[Records from a collection]
=== Section Start ===

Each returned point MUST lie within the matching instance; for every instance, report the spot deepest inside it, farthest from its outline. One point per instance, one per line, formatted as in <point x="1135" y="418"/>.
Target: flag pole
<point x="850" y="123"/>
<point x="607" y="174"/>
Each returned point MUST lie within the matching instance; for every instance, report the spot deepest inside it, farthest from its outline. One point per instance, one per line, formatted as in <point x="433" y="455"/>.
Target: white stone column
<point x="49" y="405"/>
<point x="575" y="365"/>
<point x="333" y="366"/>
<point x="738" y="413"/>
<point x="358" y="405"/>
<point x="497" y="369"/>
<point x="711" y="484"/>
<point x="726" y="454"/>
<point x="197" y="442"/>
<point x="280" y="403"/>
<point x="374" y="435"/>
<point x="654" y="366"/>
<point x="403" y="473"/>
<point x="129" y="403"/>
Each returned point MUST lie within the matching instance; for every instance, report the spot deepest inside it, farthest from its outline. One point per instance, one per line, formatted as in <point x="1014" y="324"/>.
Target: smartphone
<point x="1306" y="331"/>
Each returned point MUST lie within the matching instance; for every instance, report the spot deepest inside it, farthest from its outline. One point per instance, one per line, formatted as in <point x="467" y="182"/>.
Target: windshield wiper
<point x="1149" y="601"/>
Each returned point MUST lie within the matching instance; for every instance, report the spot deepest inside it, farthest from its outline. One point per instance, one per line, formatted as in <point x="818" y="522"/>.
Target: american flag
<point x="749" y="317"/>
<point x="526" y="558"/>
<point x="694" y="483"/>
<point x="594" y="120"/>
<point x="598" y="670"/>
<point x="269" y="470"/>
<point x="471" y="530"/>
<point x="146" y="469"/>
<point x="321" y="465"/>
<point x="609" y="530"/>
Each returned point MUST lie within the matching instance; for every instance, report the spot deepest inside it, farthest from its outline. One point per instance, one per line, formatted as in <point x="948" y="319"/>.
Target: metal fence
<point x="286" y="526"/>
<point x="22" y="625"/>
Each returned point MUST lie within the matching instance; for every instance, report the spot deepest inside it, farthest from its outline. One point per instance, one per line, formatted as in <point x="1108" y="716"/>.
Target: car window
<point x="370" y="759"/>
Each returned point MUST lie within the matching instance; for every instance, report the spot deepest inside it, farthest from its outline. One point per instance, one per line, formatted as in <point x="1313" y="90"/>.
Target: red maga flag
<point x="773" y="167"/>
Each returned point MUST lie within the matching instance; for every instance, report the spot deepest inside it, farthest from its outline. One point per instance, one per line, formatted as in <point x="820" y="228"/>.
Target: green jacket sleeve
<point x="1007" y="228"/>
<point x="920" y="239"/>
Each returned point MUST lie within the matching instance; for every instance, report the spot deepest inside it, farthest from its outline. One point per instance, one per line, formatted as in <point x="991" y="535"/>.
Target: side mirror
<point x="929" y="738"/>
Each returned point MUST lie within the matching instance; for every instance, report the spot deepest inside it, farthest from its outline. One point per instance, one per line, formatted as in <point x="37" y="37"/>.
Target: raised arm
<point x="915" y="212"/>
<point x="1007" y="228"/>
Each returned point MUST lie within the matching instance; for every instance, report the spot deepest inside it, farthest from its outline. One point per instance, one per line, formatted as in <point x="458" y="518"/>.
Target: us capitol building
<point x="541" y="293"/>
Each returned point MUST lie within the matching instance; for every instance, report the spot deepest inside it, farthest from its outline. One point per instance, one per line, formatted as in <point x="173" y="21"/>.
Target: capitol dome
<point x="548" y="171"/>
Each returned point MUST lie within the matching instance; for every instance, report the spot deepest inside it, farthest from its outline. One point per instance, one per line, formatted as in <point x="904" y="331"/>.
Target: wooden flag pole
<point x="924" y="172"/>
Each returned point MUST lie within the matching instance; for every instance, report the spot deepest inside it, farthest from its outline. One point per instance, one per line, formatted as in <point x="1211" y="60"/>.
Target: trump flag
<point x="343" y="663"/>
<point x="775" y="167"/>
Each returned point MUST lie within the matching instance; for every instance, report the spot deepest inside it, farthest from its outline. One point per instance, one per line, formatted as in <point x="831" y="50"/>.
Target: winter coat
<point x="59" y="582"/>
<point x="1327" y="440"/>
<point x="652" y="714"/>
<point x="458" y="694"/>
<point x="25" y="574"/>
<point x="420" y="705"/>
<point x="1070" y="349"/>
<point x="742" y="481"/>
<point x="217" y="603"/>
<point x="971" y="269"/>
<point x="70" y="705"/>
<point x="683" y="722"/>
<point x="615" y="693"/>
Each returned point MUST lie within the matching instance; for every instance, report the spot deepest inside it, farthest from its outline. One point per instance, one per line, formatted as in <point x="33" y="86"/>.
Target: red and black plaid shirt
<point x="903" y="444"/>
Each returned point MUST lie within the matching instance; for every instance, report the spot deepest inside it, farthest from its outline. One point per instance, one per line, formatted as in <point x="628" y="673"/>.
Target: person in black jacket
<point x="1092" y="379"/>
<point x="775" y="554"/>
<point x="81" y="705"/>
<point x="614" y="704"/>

=== Section End ===
=== Section Start ===

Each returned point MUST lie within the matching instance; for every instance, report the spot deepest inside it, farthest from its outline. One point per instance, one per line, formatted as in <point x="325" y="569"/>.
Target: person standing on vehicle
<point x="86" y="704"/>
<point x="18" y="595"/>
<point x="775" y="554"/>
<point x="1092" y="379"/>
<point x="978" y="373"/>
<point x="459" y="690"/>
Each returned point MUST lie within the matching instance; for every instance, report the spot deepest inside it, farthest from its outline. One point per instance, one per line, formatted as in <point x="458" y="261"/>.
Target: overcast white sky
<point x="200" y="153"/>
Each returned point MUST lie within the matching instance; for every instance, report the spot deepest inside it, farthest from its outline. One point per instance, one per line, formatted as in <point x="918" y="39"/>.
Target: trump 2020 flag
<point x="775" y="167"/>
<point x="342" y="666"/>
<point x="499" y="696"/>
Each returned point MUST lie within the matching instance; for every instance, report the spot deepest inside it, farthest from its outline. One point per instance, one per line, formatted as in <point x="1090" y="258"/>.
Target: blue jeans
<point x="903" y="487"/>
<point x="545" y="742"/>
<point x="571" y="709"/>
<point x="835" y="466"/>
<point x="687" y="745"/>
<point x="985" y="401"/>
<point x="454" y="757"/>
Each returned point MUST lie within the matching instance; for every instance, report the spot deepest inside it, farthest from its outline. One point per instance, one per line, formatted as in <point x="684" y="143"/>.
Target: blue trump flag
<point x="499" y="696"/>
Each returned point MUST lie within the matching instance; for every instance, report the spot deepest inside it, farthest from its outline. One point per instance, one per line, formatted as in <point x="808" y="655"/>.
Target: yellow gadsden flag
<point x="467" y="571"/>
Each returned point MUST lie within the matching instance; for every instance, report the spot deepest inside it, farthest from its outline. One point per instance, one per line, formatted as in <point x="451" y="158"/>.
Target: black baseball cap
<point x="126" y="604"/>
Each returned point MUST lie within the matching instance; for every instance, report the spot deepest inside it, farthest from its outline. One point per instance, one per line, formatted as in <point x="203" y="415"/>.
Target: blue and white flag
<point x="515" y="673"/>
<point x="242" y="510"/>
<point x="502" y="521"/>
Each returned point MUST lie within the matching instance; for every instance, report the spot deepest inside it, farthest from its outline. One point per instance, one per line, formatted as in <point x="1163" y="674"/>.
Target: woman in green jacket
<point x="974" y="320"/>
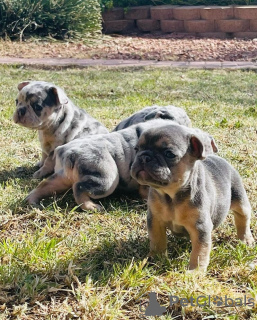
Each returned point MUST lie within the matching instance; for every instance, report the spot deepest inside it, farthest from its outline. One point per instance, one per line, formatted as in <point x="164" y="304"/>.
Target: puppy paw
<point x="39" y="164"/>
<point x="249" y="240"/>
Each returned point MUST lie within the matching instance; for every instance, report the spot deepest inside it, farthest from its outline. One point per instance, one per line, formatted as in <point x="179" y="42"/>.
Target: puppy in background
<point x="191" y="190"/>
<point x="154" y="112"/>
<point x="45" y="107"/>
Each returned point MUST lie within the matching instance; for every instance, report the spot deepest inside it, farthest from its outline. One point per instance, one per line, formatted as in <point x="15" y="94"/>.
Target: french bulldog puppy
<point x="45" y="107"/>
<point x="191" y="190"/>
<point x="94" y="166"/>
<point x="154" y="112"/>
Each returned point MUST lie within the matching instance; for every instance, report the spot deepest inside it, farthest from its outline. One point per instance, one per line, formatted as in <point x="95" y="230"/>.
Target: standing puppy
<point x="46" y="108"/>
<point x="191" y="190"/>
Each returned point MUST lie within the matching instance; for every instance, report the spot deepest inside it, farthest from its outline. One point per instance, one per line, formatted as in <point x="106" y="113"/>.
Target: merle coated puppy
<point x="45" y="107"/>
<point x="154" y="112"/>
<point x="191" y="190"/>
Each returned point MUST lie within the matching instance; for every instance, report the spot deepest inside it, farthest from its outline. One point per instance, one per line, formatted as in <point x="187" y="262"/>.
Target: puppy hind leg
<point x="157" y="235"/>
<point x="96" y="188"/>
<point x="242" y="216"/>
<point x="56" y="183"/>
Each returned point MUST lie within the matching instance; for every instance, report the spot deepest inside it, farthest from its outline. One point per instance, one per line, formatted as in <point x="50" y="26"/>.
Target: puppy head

=== Section End ===
=== Section Start ===

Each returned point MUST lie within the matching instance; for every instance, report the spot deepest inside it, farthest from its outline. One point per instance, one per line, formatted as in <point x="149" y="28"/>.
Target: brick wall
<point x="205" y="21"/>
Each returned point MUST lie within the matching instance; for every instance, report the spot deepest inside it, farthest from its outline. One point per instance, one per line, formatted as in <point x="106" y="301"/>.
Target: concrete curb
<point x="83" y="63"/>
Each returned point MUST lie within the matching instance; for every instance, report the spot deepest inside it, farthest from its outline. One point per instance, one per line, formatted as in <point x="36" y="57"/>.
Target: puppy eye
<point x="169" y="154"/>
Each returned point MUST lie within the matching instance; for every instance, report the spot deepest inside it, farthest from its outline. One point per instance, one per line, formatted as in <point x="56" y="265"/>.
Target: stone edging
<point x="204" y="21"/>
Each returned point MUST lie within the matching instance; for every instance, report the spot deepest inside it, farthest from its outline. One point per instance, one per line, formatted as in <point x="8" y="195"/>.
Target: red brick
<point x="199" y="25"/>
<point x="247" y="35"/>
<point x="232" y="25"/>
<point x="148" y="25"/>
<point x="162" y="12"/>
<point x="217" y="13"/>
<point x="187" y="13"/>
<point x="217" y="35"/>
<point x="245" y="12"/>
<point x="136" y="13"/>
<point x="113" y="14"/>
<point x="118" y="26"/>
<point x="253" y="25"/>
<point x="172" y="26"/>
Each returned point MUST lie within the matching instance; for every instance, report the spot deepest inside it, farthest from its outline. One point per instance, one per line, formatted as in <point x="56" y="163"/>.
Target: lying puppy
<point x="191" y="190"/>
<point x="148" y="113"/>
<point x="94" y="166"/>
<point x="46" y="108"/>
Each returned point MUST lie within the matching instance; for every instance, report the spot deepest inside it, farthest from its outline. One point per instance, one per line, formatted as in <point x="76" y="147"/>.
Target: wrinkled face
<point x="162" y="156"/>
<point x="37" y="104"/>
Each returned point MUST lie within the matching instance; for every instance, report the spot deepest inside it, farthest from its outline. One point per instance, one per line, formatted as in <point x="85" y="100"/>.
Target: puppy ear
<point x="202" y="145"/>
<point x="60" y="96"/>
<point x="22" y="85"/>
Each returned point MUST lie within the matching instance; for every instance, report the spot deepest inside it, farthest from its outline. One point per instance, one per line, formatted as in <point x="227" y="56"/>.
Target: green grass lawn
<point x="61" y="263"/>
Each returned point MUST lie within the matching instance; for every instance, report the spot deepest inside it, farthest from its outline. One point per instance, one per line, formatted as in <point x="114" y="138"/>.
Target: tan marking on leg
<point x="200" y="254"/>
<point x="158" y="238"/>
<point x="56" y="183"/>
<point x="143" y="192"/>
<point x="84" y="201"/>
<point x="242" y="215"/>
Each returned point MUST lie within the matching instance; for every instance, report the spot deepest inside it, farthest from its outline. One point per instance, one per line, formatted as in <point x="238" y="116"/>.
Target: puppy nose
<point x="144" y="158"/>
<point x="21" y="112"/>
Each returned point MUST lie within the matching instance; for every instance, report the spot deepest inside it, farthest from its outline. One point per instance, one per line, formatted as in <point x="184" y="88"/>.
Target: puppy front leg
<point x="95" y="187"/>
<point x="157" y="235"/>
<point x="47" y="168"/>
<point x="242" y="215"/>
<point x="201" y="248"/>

=== Section End ===

* About this exercise: Copy the lines above exactly. Start with the line containing "Target: standing puppy", end with the line containing "Target: puppy head", and include both.

* Expected output:
Target: standing puppy
<point x="46" y="108"/>
<point x="191" y="190"/>
Each returned point MUST lie within the matching instance; for every instance, report the spot deepest inside it, farthest from its outline. One point per instance, one per line, formatted as in <point x="106" y="113"/>.
Target: merle coated puppy
<point x="45" y="107"/>
<point x="154" y="112"/>
<point x="191" y="190"/>
Each returned point MUST lie within the matching instance; for every instance, report the spot deepest inside it, farthest from its outline. One point per instance, one per line, formatted as in <point x="187" y="262"/>.
Target: puppy hind leg
<point x="157" y="235"/>
<point x="96" y="188"/>
<point x="242" y="216"/>
<point x="56" y="183"/>
Each returned point MUST lie within the matching instance; for every instance, report the spot deepest inside it, farthest from its outline. One point per instance, one per line, formatted as in <point x="50" y="26"/>.
Target: puppy head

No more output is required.